(Supplied passage begins)
UC Irvine epidemiologist Sanghyuk Shin said he expects the next few weeks to look similar to the weeks following Thanksgiving, with increasing daily cases and hospitalizations.
“I think something close to what we saw with Thanksgiving and even before that what we saw around Halloween time as well, there was a surge two, three, up to four weeks after these events. I think we can expect something similar. So we’re not turning the corner in terms of decreasing the rates until the end of January, at best,” Shin said in a phone interview last Monday.
Shin said he’s also worried about some of the smaller hospitals in Orange County.
“I’m worried about the smaller health care facilities and smaller hospitals that don’t have quite the resources that we have at UCI. So they tend to be the ones that get overloaded and are not able to handle the surge as well as some of the more better resourced facilities,” he said.
As of Saturday, the latest available data due to server maintenance, the virus has killed 1,901 people out of 161,589 cases, according to the county Health Care Agency.
(Supplied passage ends)
(Listed records begins)
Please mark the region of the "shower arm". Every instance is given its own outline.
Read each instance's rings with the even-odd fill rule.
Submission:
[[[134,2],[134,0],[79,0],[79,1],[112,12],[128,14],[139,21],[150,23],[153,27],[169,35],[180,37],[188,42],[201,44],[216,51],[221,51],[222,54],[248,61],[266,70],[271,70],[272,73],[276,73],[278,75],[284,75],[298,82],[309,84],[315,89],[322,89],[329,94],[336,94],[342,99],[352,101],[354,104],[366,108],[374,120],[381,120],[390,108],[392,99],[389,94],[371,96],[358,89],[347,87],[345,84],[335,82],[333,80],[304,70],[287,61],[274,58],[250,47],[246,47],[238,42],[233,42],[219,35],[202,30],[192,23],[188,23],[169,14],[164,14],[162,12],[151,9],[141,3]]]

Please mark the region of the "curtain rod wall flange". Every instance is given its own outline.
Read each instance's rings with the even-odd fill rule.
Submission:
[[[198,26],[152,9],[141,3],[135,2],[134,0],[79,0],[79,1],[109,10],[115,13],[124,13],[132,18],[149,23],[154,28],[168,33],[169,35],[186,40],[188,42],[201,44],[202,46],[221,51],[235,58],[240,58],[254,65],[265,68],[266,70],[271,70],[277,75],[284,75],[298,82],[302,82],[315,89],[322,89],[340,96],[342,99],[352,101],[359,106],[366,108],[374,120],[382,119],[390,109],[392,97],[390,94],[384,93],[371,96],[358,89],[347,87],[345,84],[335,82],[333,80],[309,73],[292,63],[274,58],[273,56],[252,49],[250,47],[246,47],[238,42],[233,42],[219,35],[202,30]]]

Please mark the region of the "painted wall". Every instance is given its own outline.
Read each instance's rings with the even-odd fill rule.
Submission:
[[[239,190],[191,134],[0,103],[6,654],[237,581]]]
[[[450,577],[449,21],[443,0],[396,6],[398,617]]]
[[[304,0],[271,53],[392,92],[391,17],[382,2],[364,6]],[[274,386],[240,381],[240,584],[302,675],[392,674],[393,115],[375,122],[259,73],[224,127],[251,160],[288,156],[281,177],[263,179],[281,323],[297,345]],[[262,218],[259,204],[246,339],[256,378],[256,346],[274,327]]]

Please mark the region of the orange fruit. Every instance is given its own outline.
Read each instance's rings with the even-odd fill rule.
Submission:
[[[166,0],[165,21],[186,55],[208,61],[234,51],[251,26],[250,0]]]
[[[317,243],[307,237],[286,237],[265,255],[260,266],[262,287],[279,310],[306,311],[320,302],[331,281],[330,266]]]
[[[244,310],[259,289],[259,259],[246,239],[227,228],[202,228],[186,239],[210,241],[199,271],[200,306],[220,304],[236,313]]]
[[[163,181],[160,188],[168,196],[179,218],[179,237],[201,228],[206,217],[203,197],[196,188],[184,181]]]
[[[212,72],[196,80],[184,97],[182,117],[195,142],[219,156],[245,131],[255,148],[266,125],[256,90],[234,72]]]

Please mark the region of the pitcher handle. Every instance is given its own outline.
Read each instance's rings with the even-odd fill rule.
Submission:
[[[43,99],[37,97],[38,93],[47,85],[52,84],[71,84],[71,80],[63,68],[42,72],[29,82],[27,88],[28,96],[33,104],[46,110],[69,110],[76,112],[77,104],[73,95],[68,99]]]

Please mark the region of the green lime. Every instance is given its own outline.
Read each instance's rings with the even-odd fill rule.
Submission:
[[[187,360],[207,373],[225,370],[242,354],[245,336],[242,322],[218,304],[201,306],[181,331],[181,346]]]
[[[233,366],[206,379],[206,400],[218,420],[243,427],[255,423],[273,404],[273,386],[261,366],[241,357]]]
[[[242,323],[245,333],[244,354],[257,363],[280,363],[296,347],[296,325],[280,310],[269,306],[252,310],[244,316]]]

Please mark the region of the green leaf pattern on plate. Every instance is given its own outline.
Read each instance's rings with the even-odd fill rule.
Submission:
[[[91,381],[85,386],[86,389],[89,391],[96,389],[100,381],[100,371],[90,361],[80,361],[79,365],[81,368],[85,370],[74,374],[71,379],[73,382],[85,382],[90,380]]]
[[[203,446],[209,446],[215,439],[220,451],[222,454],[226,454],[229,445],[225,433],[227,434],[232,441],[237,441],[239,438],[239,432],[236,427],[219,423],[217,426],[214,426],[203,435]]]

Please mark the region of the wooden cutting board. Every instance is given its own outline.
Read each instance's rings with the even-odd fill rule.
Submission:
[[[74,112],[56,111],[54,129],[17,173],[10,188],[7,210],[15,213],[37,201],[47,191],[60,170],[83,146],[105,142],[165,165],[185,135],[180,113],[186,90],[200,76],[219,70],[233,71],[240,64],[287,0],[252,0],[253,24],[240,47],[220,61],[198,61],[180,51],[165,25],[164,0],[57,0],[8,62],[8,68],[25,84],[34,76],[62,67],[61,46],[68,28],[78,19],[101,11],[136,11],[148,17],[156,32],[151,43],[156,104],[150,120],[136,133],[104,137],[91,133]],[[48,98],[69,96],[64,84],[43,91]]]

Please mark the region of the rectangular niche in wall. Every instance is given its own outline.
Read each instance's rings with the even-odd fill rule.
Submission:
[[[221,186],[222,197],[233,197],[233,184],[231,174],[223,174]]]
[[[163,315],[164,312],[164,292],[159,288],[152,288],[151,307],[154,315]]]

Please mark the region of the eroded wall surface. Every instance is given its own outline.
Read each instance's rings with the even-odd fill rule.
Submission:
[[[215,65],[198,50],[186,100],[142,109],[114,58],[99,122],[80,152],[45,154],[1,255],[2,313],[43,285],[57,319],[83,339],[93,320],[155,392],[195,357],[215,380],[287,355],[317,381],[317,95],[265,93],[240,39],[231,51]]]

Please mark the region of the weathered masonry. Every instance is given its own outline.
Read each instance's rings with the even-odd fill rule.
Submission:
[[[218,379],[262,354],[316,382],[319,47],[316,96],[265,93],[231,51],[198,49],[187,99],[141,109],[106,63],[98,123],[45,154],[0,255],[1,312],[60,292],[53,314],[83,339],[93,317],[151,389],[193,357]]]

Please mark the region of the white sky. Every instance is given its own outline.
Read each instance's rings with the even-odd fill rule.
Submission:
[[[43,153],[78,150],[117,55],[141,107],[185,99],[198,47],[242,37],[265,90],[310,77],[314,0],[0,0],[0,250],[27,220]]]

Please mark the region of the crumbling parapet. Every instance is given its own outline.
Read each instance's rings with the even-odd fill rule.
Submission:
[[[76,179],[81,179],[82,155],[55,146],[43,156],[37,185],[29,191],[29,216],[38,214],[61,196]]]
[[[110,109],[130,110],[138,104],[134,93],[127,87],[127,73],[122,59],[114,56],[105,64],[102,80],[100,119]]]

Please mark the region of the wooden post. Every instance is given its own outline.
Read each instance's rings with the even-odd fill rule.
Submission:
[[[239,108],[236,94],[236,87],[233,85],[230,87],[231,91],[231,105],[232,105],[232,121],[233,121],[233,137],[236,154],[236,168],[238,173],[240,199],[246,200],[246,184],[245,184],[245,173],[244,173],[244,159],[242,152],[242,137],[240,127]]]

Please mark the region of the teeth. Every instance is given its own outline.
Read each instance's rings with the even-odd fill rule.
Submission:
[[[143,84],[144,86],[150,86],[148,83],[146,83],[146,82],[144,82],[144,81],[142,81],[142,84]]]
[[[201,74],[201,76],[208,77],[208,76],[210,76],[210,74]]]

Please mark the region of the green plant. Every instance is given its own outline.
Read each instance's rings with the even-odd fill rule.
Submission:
(Listed records ends)
**Exercise:** Write out the full passage about COVID-19 in Orange County word for word. The listing has no connection to the passage about COVID-19 in Orange County.

**Result of the task:**
UC Irvine epidemiologist Sanghyuk Shin said he expects the next few weeks to look similar to the weeks following Thanksgiving, with increasing daily cases and hospitalizations.
“I think something close to what we saw with Thanksgiving and even before that what we saw around Halloween time as well, there was a surge two, three, up to four weeks after these events. I think we can expect something similar. So we’re not turning the corner in terms of decreasing the rates until the end of January, at best,” Shin said in a phone interview last Monday.
Shin said he’s also worried about some of the smaller hospitals in Orange County.
“I’m worried about the smaller health care facilities and smaller hospitals that don’t have quite the resources that we have at UCI. So they tend to be the ones that get overloaded and are not able to handle the surge as well as some of the more better resourced facilities,” he said.
As of Saturday, the latest available data due to server maintenance, the virus has killed 1,901 people out of 161,589 cases, according to the county Health Care Agency.